Records for the task:
——————————

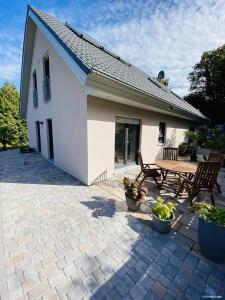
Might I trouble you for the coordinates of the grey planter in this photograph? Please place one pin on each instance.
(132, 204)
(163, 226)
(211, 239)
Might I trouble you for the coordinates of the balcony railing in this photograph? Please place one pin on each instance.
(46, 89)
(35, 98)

——————————

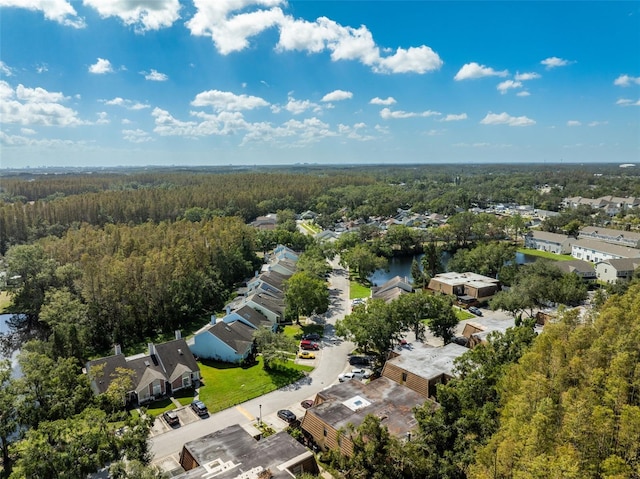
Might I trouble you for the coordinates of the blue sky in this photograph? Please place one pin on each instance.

——————————

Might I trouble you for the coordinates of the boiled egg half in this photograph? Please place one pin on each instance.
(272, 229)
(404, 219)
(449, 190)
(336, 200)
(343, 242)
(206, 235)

——————————

What to do:
Which lines in the items above contain the word "Might"? Gather every such line, treating uppercase and lowercase as different.

Solution:
Might I trouble you for the coordinates of the grey planter in this photograph? Please place one pin on each instance.
Might I trouble you for the coordinates of the balcony railing in this photograph? Please place one pin on each instance.
Might I trouble you for the coordinates of the blue sky in this photograph? Please place one pin on each instance.
Might I trouble you for the coordinates of the boiled egg half in this photograph? Please place one pin on each instance.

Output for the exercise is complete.